* [Stated task]:
Copy the listing again from the line containing "task: provide the segmentation of the white" through the end of the listing, both ends included and the requests kept. Shift every polygon coordinate in the answers by adding 131 to each value.

* [Raw data]:
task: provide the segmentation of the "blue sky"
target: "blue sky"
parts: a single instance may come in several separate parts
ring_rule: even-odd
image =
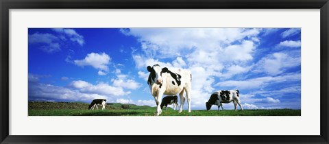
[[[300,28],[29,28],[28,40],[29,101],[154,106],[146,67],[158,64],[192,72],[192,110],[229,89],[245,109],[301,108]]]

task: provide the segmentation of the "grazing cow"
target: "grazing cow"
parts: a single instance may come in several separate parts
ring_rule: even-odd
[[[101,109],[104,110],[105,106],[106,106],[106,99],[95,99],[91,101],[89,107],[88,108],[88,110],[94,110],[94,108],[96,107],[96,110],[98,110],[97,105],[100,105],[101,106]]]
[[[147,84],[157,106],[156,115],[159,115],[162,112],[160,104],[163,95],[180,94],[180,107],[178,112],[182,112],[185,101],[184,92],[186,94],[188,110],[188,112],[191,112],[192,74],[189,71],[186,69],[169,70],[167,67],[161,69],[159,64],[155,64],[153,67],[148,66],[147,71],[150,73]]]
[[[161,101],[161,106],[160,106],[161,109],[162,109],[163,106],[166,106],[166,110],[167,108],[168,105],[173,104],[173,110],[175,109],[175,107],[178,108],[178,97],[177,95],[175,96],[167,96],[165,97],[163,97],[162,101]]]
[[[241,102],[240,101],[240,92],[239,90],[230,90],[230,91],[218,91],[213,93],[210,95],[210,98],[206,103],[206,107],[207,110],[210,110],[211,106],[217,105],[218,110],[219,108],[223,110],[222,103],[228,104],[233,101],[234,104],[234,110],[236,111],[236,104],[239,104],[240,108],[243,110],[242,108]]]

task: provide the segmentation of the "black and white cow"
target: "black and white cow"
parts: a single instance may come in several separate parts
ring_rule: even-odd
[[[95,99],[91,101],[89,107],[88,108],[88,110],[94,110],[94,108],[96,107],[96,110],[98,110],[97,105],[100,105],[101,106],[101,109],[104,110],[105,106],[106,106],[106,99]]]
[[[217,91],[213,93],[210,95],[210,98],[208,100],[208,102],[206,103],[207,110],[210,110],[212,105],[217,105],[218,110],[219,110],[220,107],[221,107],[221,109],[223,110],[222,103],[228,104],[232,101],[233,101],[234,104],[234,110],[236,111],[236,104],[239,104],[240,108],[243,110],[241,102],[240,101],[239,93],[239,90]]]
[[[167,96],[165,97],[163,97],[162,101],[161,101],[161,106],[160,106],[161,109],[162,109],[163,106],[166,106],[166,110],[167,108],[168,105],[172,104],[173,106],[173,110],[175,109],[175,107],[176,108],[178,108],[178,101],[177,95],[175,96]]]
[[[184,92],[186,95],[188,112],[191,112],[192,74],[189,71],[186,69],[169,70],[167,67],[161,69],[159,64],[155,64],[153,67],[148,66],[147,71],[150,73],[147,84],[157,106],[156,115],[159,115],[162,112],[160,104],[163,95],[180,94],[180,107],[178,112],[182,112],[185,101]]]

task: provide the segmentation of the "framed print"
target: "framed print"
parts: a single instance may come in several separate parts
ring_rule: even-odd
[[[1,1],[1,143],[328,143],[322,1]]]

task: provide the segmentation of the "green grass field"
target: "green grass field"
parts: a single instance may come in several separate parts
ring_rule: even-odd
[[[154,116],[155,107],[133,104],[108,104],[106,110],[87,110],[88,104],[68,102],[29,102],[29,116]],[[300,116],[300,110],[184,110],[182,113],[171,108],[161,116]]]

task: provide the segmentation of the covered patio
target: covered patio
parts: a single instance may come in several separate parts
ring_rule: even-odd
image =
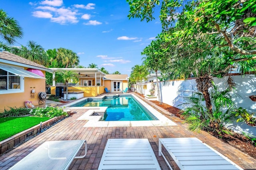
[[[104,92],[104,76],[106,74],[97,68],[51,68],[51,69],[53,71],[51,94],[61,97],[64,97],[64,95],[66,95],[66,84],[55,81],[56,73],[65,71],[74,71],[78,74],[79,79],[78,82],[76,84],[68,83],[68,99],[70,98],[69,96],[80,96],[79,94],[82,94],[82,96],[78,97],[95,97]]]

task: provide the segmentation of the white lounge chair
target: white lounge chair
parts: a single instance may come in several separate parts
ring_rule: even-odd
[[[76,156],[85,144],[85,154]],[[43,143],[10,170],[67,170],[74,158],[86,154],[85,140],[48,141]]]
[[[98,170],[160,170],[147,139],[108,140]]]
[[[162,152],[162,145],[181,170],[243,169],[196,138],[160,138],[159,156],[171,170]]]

* [Exercise response]:
task: provide the segmentation of the white lounge chair
target: white lounge chair
parts: a single instance may come in several separate parts
ring_rule: even-odd
[[[207,287],[216,275],[216,285]],[[174,274],[141,301],[198,301],[205,289],[217,285],[216,271],[179,272]]]
[[[229,301],[291,301],[278,270],[239,271]]]
[[[293,283],[293,276],[312,301],[374,300],[327,269],[291,269],[290,287],[302,301]]]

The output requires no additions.